> **Required work**
Would you transcribe the line that holds "Segment the human" and all the lines below it, through the final one, exactly and with nothing else?

> **Data to process**
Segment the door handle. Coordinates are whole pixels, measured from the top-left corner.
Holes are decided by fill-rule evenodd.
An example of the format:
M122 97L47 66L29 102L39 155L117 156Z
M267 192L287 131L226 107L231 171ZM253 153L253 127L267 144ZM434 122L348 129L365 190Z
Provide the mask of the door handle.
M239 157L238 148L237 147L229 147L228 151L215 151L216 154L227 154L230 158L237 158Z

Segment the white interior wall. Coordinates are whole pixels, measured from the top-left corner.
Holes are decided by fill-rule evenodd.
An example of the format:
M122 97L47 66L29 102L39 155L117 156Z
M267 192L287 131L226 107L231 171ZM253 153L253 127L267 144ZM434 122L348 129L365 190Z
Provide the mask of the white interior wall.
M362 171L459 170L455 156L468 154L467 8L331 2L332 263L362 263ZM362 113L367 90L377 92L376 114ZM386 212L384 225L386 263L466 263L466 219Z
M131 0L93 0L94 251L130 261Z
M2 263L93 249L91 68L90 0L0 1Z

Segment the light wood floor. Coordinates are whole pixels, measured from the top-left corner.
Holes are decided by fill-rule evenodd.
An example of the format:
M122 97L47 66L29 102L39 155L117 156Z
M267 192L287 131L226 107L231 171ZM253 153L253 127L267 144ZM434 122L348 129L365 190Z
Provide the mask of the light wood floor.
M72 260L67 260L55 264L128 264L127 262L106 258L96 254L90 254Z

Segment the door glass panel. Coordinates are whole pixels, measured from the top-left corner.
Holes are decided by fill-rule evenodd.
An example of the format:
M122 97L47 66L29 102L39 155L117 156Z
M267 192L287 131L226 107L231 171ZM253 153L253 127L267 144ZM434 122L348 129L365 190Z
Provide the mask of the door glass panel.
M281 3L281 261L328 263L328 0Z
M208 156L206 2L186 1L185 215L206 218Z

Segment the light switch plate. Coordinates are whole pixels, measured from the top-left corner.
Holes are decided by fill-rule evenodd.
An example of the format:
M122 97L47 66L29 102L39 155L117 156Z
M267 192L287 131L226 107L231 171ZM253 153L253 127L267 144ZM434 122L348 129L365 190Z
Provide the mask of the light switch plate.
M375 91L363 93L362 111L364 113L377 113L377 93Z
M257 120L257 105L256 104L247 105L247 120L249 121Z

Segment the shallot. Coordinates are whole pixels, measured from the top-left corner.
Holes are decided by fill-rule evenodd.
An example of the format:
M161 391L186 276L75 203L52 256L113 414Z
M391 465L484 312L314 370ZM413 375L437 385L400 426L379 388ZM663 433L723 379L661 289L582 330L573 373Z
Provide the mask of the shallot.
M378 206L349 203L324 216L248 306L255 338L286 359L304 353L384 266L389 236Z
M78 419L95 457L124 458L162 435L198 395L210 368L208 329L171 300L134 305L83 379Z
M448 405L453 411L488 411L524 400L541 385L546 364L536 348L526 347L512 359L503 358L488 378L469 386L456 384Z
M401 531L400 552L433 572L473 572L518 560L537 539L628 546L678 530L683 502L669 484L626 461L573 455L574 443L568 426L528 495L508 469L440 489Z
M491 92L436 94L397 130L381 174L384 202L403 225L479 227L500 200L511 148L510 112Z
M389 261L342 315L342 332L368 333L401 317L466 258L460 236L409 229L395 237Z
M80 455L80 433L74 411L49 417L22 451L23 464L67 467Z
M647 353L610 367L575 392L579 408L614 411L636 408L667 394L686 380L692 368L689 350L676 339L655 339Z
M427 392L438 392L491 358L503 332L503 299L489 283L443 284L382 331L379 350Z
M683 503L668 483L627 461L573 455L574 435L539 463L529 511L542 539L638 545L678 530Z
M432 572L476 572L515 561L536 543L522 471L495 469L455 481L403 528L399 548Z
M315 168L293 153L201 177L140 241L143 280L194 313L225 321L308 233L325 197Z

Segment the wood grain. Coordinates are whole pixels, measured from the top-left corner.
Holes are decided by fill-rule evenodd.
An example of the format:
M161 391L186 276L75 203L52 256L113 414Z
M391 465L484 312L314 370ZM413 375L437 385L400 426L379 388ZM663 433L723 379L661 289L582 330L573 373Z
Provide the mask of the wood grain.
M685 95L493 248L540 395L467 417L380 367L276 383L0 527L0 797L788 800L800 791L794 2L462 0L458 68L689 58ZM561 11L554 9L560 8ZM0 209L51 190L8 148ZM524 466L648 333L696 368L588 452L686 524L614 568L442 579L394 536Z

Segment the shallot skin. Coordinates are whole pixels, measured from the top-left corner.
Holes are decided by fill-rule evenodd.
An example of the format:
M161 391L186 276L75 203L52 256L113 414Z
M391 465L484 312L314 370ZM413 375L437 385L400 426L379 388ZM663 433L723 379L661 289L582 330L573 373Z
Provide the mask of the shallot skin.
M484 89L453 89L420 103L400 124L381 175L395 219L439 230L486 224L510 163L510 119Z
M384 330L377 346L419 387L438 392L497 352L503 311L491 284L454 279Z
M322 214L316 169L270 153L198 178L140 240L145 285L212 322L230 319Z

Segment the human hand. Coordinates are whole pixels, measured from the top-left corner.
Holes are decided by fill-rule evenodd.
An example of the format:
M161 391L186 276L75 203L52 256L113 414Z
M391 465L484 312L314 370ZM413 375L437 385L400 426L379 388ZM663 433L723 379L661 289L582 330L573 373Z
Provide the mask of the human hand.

> **Solution**
Segment the human hand. Coordinates are whole pixels, measured from the top-left corner.
Holes are decided by fill-rule evenodd.
An example of the format:
M161 391L186 276L75 203L52 256L113 414Z
M391 465L484 312L314 370ZM413 375L437 385L400 426L379 388ZM663 433L723 379L661 289L582 330L573 373Z
Provide the mask of the human hand.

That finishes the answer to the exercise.